-- Start Page --

# Shooting the Stickbow



## Two Blade (Jul 13, 2008)

Happy New Year to you too!


----------



## chief 53 (Nov 23, 2007)

Excellent book, and a fine present any time of the year!


----------



## Viper1 (Aug 21, 2003)

Guys - 

Thanks, I'm just glad that folks are still finding it helpful.

Happy New Year to you too! 

:darkbeer:

Viper1 out.


----------



## arrow flinger (Aug 3, 2007)

Thank you, Viper1. My copy stays loyaly beside my reading throne :wink: and is well read and constantly used as a problem solver. Happy New Year and may our Country's Leaders consider our future and not their bank accounts!


----------



## littlelefty (Aug 18, 2009)

Cool! I asked for this book for Christmas. Didn't get it because I check email and would have seen the order confirmation. I got some cash from the kids instead to purchase it, and did, yesterday off of Amazon. Can't wait to get it and start reading.


----------



## centershot (Sep 13, 2002)

Just ordered one myself. Cant wait for it to show up.


----------



## 8nbow52 (Jan 1, 2010)

Just received my copy............Viper, this is excellent!!!! Thanks, it's gonna help me! :set1_applaud:


----------



## Viper1 (Aug 21, 2003)

Guys - 

Thanks again, OK, cat's out of the bag ... 

There is a 2nd Edition coming out, with any luck possibly next month. I just sent the "final" (I hope) manuscript to the publisher and am waiting for a hard copy proof to sign off on. Barring any "formatting" errors, it might be out next month.

OK, here's the scoop. There were a number of typos in the first edition, pretty much on par with what you see in my posts. Not serious stuff, just annoying. (Most were noted on the errata page of my web site.) So I figured it was time to fix them. In addition I've added about 40 pages of enhancements and upgraded a number of pictures and diagrams that didn't reproduce as well as I would have liked. The overall look, feel and price of the book will be exactly the same.

Now, once the 2nd Ed is released, I'll post a PDF file on my website containing all of the changes. It will be free to download to anyone who wants it. I'll also post a few other PDF files that you might find helpful (still working on those). The guys who have the first edition really don't need to run out and get the "new" one, but don't let me stop you if you want to ... 

Question for the guys who have the first edition.

I've had a number of people ask about a hard cover copy. The publisher can do a "case bound" edition, similar to a college text book, but it will be in 7x10" format, not the 8.5x11" format of the soft cover. The problem with that is that the text and illustrations will be about 20% smaller. Too small for my old eyes, so I decided against it. Just curious how many people would be interested in that? The cost would be 5 or 6 bucks over the of the soft cover and available ONLY from the publisher, not Amazon or archery distributors. (That way we can keep the price down.)

-- End Page --
-- Start Data to use --

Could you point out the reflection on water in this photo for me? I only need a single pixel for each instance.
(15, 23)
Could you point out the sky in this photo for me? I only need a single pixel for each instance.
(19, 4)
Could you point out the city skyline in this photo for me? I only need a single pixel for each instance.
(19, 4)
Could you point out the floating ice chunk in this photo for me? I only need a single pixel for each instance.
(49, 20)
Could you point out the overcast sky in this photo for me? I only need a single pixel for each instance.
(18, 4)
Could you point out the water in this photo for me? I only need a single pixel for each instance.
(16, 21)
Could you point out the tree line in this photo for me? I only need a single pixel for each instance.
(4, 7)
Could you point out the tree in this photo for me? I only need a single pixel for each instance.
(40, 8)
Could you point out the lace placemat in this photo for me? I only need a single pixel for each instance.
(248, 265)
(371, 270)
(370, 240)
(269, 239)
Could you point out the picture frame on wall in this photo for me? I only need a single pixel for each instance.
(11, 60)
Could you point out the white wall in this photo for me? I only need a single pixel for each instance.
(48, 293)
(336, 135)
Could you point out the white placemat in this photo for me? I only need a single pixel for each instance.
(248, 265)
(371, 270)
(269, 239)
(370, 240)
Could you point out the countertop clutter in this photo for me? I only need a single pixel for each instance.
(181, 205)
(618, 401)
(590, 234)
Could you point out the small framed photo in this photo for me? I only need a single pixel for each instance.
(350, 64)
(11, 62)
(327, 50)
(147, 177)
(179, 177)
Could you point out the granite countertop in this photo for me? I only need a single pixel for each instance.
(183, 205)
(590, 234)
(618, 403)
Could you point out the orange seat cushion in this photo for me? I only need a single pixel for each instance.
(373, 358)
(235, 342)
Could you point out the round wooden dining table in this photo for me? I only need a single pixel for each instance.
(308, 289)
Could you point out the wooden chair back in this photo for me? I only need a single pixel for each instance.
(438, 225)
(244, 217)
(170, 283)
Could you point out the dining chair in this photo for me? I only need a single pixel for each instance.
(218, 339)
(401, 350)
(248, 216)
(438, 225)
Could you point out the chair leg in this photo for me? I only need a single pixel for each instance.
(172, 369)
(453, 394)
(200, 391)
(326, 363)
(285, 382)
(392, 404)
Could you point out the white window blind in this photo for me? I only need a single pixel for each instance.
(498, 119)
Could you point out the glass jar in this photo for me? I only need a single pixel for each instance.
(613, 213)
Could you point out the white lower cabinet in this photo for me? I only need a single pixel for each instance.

-- End Data to use --

__Task set__.
1) Answer these questions about the stickbow thread:
(a) Where did littlelefty purchase the book?
(b) About how many pages of enhancements did Viper1 add for the 2nd Edition?
(c) In what format would the case bound edition be printed?
2) Transcribe the lines of the records starting at the line containing "Could you point out the glass" and ending at the last line of the records, both included.
The records are unrelated to the stickbow thread.

__The responses__.
1)
(a) From Amazon.
(b) About 40 pages.
(c) A 7x10" format.

2)
Could you point out the glass jar in this photo for me? I only need a single pixel for each instance.
(613, 213)
Could you point out the white lower cabinet in this photo for me? I only need a single pixel for each instance.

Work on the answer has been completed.